-- Begin Entries supplied --
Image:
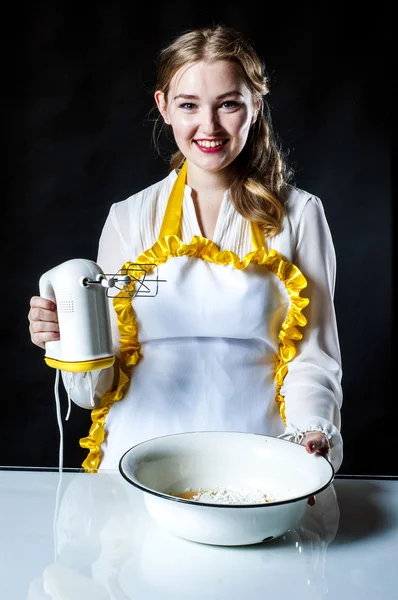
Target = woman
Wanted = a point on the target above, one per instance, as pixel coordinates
(242, 336)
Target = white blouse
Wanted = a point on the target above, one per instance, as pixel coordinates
(312, 387)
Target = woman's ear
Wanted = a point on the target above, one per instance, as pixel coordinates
(162, 105)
-- End Entries supplied --
» **The exercise**: Add 9 to every number in the pixel coordinates of the answers, and write out again every line of the entries starting at the line containing "Target = woman's ear" and ending at the last line of the entries.

» **The solution**:
Target = woman's ear
Wanted = a point on the target above, one per instance, as pixel coordinates
(171, 114)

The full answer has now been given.